EXERCISE DIRECTIONS: Give the entire listing below as a JSON list of strings, one string per line, omitting any blank lines.

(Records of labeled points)
——————————
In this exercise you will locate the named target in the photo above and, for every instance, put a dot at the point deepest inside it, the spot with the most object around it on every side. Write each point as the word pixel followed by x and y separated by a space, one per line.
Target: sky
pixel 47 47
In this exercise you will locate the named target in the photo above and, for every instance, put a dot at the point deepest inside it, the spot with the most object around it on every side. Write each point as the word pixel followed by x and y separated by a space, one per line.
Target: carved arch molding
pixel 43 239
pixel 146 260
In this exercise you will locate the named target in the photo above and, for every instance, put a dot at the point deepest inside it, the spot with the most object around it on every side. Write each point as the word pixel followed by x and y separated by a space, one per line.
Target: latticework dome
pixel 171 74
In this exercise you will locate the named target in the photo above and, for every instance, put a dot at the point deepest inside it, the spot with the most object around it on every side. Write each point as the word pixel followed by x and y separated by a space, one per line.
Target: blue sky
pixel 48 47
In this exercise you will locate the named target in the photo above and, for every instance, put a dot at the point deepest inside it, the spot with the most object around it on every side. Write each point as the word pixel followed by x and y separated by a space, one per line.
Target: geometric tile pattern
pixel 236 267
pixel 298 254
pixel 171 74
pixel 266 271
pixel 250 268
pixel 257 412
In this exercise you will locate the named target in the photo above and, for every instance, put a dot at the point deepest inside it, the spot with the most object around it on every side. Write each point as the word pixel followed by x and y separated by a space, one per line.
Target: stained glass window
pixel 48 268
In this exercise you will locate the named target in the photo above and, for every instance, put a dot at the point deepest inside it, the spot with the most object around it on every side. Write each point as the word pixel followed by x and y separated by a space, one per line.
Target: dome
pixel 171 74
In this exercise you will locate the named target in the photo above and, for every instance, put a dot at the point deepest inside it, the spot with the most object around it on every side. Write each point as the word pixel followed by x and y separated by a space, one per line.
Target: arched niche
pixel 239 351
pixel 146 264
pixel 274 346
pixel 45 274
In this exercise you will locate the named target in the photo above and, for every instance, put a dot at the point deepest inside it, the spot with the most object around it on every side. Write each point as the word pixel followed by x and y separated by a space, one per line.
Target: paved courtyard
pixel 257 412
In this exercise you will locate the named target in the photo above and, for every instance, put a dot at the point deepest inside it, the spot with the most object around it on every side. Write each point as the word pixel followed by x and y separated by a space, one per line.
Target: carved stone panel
——————————
RESPONSE TO THE EXERCISE:
[
  "In this exercise you will locate the named target in the photo above and, for every instance, put a dot at the point deepest inside it, the spot with the most object around it on every side. Write each point as the word pixel followed by x and y separated by a space, one per line.",
  "Target: sky",
  "pixel 47 47",
  "In this exercise you will locate the named target in the photo above and, for every instance, put a dot at the point deepest inside it, the spot with the most object around it on every side. Write each point as the word pixel followed by x and y separated by a space, one per line.",
  "Target: carved arch molding",
  "pixel 43 239",
  "pixel 146 260",
  "In this exercise you will locate the named target in the photo above and, for every instance, put a dot at the point deepest inside it, the spot with the most object around it on every side. Write each point as the word pixel followed by x and y separated by a space, one per line.",
  "Target: latticework dome",
  "pixel 171 74",
  "In this exercise you will locate the named target in the photo above and, for every instance, put a dot at the point deepest inside it, the spot with the most object around it on every side. Write each point as the word pixel followed by x and y separated by a space, one per line.",
  "Target: blue sky",
  "pixel 48 47",
  "In this exercise you will locate the named target in the photo above and, for every instance, put a dot at the point deepest inside it, the spot with the most object around it on every side. Write each point as the word pixel followed by x and y separated by a space, one per line.",
  "Target: geometric tile pattern",
  "pixel 236 267",
  "pixel 298 254",
  "pixel 171 74",
  "pixel 266 271",
  "pixel 250 268",
  "pixel 257 412",
  "In this exercise you will locate the named target in the photo above and, for every instance, put a dot at the point deepest inside it, the spot with the most object around it on every side. Write each point as the word pixel followed by x and y separated by a space, one per line.",
  "Target: stained glass window",
  "pixel 48 268",
  "In this exercise you will locate the named target in the photo above and, for every instance, put a dot at the point deepest inside it, the spot with the most object around it on every side. Write each point as the word pixel followed by x and y separated by a space, one per line.",
  "Target: dome",
  "pixel 171 74",
  "In this exercise you will locate the named target in the photo above and, for every instance, put a dot at the point deepest inside it, the spot with the most object around it on every side. Write each point as the word pixel followed by x and y separated by a space, one per line.",
  "Target: arched niche",
  "pixel 239 351",
  "pixel 146 264",
  "pixel 274 346",
  "pixel 45 274",
  "In this exercise you will locate the named target in the photo above and, for every instance, put a dot at the point deepest inside it, the spot with the most object around it on every side. Write each point as the word pixel followed by x and y separated by a space, one per line.",
  "Target: paved courtyard",
  "pixel 257 412",
  "In this exercise you will locate the named target in the photo above and, for every instance, put a dot at the point deepest inside it, the spot with the most object around it on every side. Write each point as the word pixel followed by x and y separated by a space, one per line.",
  "Target: carved stone panel"
]